** Opening Given data block **

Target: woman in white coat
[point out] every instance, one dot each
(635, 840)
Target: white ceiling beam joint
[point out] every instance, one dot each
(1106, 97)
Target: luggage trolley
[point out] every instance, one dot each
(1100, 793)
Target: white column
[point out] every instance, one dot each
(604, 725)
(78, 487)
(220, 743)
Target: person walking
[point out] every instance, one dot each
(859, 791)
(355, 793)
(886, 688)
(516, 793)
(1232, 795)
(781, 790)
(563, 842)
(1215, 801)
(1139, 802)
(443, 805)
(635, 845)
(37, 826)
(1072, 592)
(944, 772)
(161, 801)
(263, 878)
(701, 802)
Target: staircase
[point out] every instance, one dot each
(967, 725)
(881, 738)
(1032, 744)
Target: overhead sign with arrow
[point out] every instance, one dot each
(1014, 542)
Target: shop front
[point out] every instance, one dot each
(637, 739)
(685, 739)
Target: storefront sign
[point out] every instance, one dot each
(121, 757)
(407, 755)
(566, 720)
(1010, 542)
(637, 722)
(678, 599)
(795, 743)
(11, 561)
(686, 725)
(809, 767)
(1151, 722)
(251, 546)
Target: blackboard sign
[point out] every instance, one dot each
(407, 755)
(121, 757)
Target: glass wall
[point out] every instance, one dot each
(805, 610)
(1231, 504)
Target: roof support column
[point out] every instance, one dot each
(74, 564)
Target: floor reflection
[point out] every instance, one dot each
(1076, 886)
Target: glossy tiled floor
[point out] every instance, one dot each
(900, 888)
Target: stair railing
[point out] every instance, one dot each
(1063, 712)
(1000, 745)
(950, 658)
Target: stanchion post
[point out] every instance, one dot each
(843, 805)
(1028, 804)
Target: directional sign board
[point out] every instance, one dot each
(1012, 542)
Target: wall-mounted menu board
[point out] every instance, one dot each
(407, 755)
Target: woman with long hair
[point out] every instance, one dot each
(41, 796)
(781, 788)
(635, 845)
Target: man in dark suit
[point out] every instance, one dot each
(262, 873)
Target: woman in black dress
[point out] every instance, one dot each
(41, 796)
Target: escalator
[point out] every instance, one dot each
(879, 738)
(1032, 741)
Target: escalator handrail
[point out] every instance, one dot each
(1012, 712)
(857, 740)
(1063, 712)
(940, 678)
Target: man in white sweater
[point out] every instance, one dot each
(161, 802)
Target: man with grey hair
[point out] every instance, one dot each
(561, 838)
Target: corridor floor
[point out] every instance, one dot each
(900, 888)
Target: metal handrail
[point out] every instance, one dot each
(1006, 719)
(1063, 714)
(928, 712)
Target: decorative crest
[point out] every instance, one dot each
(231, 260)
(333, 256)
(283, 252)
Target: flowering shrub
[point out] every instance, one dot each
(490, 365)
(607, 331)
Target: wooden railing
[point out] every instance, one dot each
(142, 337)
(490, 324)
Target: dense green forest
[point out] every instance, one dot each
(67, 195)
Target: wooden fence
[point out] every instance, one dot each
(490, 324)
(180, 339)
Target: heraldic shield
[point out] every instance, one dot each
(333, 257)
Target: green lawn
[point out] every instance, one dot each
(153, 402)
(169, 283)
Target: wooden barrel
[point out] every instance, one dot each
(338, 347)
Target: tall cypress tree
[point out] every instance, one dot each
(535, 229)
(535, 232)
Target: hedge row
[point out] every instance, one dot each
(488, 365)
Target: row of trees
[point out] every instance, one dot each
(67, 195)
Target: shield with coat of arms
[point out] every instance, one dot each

** Closing Given data block **

_Exercise description_
Through the line that contains "Target: person walking", copy the material above exactly, beginning at its first line and including nothing more.

_Reply to the exercise_
Target: woman in white coat
[point out] every instance, one dot each
(635, 840)
Target: white ceiling beam joint
[point out] every instance, one dot each
(1106, 97)
Target: luggage trolley
[point out] every instance, one dot each
(1100, 793)
Target: white column
[point out] every instance, one dot each
(604, 725)
(78, 487)
(220, 743)
Target: person walking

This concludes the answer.